- The request:
Repeat the data verbatim.

- Excerpted records:
[BEGIN]

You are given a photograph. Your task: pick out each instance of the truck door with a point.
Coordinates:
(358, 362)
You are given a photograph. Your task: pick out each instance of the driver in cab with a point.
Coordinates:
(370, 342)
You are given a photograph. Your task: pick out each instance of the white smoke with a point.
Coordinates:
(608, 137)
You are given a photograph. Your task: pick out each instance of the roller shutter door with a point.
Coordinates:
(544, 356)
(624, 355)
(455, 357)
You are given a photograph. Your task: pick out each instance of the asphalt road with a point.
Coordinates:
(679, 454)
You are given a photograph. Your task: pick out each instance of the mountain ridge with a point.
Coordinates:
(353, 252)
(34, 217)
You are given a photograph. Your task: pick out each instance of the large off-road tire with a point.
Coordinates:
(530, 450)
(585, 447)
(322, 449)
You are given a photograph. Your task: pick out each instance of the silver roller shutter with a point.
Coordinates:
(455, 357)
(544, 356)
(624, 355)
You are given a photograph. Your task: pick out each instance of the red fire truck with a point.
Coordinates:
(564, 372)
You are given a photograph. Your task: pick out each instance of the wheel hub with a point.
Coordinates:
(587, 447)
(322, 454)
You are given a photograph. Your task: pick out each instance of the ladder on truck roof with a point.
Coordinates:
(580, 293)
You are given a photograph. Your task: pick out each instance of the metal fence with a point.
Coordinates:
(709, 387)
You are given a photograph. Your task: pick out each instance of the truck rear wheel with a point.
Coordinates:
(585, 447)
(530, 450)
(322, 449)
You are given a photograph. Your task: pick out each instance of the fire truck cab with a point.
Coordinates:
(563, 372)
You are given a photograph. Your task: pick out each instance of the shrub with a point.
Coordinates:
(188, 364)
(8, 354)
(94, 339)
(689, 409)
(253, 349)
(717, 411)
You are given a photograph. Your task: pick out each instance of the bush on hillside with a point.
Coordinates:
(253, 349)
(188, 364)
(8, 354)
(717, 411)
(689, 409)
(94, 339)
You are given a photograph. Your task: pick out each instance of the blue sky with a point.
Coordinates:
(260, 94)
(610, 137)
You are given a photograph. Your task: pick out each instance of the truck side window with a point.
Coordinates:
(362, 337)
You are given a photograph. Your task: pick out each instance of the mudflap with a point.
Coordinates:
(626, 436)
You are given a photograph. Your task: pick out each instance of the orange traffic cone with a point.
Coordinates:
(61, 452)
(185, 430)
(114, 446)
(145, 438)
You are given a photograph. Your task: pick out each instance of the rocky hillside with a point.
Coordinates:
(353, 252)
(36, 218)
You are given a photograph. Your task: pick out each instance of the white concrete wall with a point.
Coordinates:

[END]

- Output for this task:
You are given a photograph. Your task: pick out each instance of the truck door with a point.
Coordinates:
(358, 362)
You are given a photograph. Your task: pick out each instance of the driver in cab with a point.
Coordinates:
(370, 342)
You are given a photograph. Your task: pick out each instance of the white smoke with a point.
Coordinates:
(608, 137)
You are given a photograph. Your task: pick out each instance of the roller shutter door with a point.
Coordinates:
(544, 356)
(624, 355)
(455, 357)
You are given a photograph. Your task: pick out each instance of the asphalt road with a point.
Coordinates:
(679, 454)
You are given a photograph. Your task: pick out each instance of the mountain ridge with a point.
Coordinates:
(353, 252)
(34, 217)
You are given a photograph. Your task: pick out each instance of the large off-road tire with a point.
Coordinates:
(530, 450)
(585, 447)
(322, 449)
You are given a photograph. Your task: pick out each instance of the silver roller shutter with a point.
Coordinates:
(455, 357)
(544, 356)
(624, 355)
You are given a photograph. Your task: pick out each instance of the red fire truck with a point.
Coordinates:
(564, 372)
You are given a photograph. Your task: pick out each instance of the wheel hub with a point.
Coordinates:
(587, 447)
(322, 454)
You are given a photograph. Your task: pick out each instance of the ladder on truck roof with a point.
Coordinates:
(580, 293)
You are given a photograph. Your task: pick out each instance of the metal fence with a point.
Coordinates:
(709, 387)
You are given a photograph. Your task: pick out each instance of the truck rear wheel with a point.
Coordinates:
(585, 447)
(530, 450)
(322, 449)
You are given a photograph. Your task: pick out each instance of the fire truck cab with a point.
Coordinates:
(563, 372)
You are given a photograph. Your task: pick out each instance of the shrub with a point.
Coordinates:
(188, 364)
(8, 354)
(94, 339)
(689, 409)
(253, 349)
(717, 411)
You are given a photograph. Your task: pick out each instance of the bush on hillside with a point.
Coordinates:
(253, 349)
(188, 364)
(8, 354)
(717, 411)
(689, 409)
(94, 339)
You are given a photograph. Your task: pick out each instance of the blue sky with a point.
Coordinates:
(260, 94)
(610, 137)
You are given a photograph. Your task: pick out each instance of the truck side window with a point.
Coordinates:
(362, 337)
You are given a photograph. Your task: pick out each instance of the mudflap with a point.
Coordinates:
(626, 436)
You are given a photograph. Your task: pick out each instance of the orange traffic cone with a point.
Coordinates:
(61, 452)
(185, 430)
(114, 446)
(145, 438)
You are given a photograph. Your task: pick out each instance of the rocky hillside with a point.
Coordinates:
(353, 252)
(36, 218)
You are given a photograph. Your task: pick out each instance of the white concrete wall with a point.
Coordinates:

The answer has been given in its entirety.